[Records of labeled boxes]
══════════

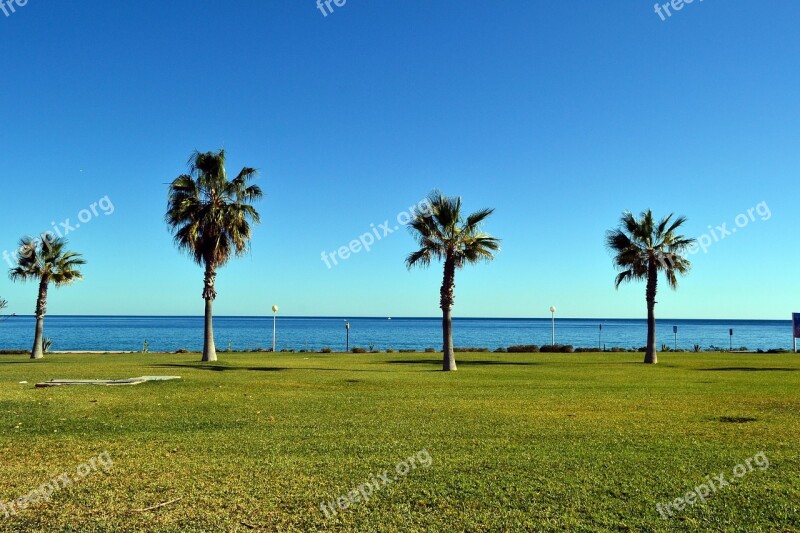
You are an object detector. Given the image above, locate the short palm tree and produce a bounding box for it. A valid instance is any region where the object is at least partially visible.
[406,191,500,371]
[166,150,262,361]
[606,209,695,364]
[8,236,86,359]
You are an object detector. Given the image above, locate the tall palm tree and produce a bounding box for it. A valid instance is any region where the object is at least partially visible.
[406,191,500,371]
[166,150,262,361]
[606,209,695,364]
[8,236,86,359]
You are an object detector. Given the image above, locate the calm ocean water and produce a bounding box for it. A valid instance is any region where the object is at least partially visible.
[0,316,792,351]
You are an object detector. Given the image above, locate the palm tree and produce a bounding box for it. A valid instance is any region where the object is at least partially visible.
[606,209,695,364]
[406,191,500,371]
[166,150,262,361]
[8,236,86,359]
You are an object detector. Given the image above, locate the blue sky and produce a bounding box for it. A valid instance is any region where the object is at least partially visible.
[0,0,800,319]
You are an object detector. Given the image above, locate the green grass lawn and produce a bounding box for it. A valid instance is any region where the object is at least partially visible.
[0,353,800,531]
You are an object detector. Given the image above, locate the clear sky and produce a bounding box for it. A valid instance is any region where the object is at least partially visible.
[0,0,800,319]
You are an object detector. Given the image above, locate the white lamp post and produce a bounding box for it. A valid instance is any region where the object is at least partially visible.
[272,305,278,353]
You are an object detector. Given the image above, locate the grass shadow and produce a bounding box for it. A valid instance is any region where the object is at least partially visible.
[150,363,289,372]
[697,366,797,372]
[386,359,544,366]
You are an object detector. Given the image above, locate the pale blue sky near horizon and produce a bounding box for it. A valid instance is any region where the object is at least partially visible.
[0,0,800,319]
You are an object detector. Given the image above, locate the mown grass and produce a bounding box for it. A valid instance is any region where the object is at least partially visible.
[0,353,800,531]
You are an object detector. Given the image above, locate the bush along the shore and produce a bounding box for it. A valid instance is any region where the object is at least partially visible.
[539,344,575,353]
[506,344,539,353]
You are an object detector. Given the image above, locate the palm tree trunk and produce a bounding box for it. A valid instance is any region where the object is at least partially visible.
[644,258,658,365]
[203,262,217,361]
[31,280,47,359]
[439,257,457,372]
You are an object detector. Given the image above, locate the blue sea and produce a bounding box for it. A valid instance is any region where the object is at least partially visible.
[0,316,792,351]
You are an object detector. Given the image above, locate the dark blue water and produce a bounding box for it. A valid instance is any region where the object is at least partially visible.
[0,316,792,351]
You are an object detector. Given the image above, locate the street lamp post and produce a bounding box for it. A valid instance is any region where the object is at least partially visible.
[597,324,603,351]
[272,305,278,353]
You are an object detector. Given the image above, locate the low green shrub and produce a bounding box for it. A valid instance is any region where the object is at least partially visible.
[539,344,575,353]
[506,344,539,353]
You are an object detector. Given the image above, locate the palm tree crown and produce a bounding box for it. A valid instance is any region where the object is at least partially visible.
[406,191,500,371]
[166,150,262,274]
[606,209,695,289]
[406,191,500,269]
[8,237,86,287]
[166,150,262,361]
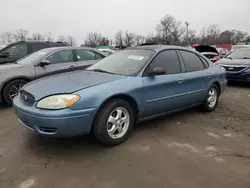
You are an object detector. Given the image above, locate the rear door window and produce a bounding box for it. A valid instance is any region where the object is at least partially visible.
[1,44,27,56]
[31,44,47,52]
[76,49,104,61]
[150,50,181,74]
[179,50,205,72]
[46,50,73,64]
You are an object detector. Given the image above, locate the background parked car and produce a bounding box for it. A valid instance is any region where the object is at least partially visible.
[216,48,250,82]
[194,45,219,62]
[0,41,68,64]
[13,46,227,146]
[0,47,105,104]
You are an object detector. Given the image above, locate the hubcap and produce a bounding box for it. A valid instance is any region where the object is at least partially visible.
[207,88,217,108]
[9,84,23,100]
[107,107,130,139]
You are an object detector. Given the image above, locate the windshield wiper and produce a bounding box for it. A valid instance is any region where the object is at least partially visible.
[90,69,115,74]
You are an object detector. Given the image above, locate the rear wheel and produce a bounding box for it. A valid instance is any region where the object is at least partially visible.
[3,79,27,105]
[93,99,134,146]
[202,84,219,112]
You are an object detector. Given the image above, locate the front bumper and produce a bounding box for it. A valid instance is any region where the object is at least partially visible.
[13,97,95,137]
[220,80,227,94]
[227,72,250,82]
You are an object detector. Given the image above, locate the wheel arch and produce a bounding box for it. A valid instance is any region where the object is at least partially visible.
[92,93,139,128]
[212,81,221,95]
[0,76,31,102]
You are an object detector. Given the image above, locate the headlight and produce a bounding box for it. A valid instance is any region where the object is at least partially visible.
[245,68,250,72]
[36,94,80,110]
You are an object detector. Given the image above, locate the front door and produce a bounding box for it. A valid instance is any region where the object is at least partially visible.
[142,50,185,117]
[35,50,76,78]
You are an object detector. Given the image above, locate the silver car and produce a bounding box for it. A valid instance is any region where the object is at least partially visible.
[0,47,106,104]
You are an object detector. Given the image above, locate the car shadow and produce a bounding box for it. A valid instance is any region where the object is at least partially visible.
[23,108,199,159]
[228,81,250,88]
[0,104,9,110]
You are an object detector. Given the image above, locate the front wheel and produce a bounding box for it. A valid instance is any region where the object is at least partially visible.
[93,99,134,146]
[202,84,219,112]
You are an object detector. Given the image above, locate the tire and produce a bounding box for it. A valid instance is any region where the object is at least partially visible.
[202,84,220,112]
[3,79,28,105]
[92,99,135,146]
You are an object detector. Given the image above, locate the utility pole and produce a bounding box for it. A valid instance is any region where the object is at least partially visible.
[185,22,189,46]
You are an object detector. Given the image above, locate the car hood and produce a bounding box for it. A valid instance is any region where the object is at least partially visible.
[194,45,219,54]
[216,58,250,65]
[0,63,23,70]
[22,71,126,101]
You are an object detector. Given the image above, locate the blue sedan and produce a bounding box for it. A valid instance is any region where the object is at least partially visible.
[13,45,227,146]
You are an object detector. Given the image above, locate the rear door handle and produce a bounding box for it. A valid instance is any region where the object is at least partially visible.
[177,79,184,84]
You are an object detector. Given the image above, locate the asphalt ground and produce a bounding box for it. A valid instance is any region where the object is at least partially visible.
[0,84,250,188]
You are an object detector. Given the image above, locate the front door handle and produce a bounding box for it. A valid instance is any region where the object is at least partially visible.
[177,79,184,84]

══════════

## [What needs to be done]
Reproduce every line of the records, starting at the line containing "palm tree trunk" and ending at the line containing "[46,50,73,64]", and offset each bounding box coordinate by -120. Leave the pictures out of your answer.

## [Answer below]
You are an object detector. Given the image above, locate the palm tree trunk and produce a bounding box for it. A valid instance is any region where the object is at least partially visible.
[524,138,538,245]
[83,142,97,241]
[-89,160,-73,239]
[319,137,337,252]
You are an object detector. Given the image above, locate the blue sea and produce a bounding box for it. A valid instance is any region where the object is at least partially visible.
[-120,196,672,231]
You are an object detector. Given the image above, locate the dark blue water and produce a bounding box for it. A valid instance is any region where the object is at least partially visible.
[-120,196,672,231]
You are an object detector. Given the image above, locate the street lamp post and produce a bounding box for it. A valid instance is any region where the object is at least partially visible.
[477,204,483,231]
[152,185,158,233]
You are an object detector. Given the image above, locate the low green shrub and produce a bounding box for it. A valid instance is any region where the object is at least partially visible.
[419,224,455,233]
[386,224,419,233]
You are an object detector. Given the image above, locate the palm tree crown and produce a bounding box for it. A valid instance is any region where the object is at least partially visible.
[286,71,380,251]
[46,30,142,154]
[486,89,575,169]
[286,71,380,149]
[-112,117,-34,167]
[46,30,142,241]
You are an object detector. Given the image above, locate the rear door window and produce a bounding box for it. A valid instance is any region where the object is at least partially visible.
[-119,-76,-93,-64]
[-89,-76,-73,-68]
[-44,-71,-16,-59]
[30,-70,61,-46]
[59,-70,85,-48]
[-74,-70,-47,-56]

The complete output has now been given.